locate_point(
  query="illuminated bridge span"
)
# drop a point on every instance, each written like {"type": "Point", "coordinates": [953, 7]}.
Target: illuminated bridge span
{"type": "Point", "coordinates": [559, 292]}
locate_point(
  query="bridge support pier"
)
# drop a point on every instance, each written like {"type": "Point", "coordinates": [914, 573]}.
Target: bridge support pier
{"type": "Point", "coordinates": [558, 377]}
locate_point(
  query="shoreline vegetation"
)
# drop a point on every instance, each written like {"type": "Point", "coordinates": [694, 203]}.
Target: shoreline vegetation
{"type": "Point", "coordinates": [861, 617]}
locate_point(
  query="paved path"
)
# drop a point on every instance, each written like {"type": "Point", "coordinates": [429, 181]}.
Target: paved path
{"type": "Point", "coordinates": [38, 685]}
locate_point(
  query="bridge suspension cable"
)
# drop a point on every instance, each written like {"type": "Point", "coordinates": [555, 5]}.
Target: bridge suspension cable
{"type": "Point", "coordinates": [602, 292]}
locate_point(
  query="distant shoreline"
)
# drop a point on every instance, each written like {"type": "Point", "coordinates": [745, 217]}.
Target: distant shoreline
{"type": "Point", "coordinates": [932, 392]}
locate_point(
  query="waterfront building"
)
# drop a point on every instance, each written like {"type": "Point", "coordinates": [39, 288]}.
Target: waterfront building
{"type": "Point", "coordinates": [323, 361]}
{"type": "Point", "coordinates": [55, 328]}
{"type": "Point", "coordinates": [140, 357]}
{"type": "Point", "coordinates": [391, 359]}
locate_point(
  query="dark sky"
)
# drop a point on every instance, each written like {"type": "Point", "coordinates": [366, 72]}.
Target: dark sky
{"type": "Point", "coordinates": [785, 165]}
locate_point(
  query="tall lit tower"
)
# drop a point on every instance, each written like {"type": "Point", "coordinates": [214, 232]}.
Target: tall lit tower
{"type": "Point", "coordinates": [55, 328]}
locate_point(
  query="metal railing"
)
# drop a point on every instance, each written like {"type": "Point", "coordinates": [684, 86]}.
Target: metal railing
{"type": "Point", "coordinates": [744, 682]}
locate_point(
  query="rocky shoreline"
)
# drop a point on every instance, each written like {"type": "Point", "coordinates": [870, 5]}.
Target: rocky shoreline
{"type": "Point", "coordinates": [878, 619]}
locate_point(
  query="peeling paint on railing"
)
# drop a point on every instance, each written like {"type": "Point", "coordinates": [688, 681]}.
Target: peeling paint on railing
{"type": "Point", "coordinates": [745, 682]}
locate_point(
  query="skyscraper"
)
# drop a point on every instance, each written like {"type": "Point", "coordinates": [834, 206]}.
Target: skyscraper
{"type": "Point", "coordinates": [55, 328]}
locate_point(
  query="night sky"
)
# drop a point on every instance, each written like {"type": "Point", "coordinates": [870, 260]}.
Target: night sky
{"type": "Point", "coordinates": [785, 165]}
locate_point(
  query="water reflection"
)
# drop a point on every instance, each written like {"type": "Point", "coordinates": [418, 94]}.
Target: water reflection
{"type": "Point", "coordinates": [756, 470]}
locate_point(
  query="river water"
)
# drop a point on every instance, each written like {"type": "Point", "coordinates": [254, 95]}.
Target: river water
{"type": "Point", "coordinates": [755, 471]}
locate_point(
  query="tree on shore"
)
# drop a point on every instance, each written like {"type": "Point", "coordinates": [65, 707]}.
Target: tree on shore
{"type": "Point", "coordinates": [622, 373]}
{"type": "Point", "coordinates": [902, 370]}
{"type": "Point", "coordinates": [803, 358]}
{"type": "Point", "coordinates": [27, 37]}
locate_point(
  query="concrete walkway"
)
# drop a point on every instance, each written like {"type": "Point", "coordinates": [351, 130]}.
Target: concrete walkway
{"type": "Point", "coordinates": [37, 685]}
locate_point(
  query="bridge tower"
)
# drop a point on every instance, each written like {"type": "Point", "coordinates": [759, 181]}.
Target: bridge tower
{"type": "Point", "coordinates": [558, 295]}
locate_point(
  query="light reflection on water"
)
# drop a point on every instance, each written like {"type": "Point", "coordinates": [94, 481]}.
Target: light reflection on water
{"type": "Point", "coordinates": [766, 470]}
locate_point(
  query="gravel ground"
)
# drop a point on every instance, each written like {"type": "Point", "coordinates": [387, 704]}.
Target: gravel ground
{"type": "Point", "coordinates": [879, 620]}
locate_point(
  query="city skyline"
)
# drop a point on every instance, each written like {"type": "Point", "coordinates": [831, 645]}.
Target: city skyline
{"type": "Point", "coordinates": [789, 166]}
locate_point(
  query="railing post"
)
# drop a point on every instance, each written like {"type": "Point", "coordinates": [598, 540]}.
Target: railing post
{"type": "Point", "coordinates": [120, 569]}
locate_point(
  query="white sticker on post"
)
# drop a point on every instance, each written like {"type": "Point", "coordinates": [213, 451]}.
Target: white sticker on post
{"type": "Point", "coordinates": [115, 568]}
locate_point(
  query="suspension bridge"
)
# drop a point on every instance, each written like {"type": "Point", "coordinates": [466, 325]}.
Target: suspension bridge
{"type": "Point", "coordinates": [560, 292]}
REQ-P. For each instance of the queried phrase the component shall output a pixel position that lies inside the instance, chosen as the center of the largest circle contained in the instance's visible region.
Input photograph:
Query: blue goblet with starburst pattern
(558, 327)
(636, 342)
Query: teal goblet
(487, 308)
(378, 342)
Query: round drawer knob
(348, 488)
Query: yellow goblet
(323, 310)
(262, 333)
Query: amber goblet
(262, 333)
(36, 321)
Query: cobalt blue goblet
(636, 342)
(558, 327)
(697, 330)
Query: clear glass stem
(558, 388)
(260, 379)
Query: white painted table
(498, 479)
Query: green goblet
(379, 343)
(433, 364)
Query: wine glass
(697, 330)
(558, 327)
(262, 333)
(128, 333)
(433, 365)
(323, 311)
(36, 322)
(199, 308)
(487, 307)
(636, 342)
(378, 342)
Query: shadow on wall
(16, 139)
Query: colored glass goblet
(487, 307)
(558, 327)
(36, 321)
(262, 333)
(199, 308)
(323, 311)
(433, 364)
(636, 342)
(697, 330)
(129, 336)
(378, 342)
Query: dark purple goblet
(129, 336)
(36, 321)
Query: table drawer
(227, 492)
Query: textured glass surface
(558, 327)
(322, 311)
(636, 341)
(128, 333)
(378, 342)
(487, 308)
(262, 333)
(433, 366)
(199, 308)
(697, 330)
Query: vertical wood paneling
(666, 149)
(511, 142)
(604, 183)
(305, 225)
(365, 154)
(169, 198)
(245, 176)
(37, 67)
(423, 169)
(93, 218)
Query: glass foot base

▬▬▬▬▬▬

Nothing but the lines from the one with "Query: shadow on wall" through the end of the data above should be repeated, each exactly as it stands.

#### [RESULT]
Query: shadow on wall
(16, 139)
Query: colored glass goblet
(487, 307)
(558, 327)
(36, 321)
(262, 333)
(199, 308)
(323, 311)
(433, 364)
(636, 342)
(697, 330)
(129, 336)
(378, 342)
Query: dark purple goblet
(129, 336)
(36, 321)
Query: table drawer
(227, 492)
Query: textured glass surface
(558, 327)
(322, 311)
(636, 341)
(128, 333)
(378, 342)
(487, 308)
(262, 333)
(433, 366)
(199, 308)
(697, 330)
Query: vertical wood paneling
(666, 149)
(511, 142)
(604, 183)
(305, 225)
(365, 154)
(169, 198)
(245, 176)
(37, 67)
(423, 169)
(93, 218)
Query: glass foot base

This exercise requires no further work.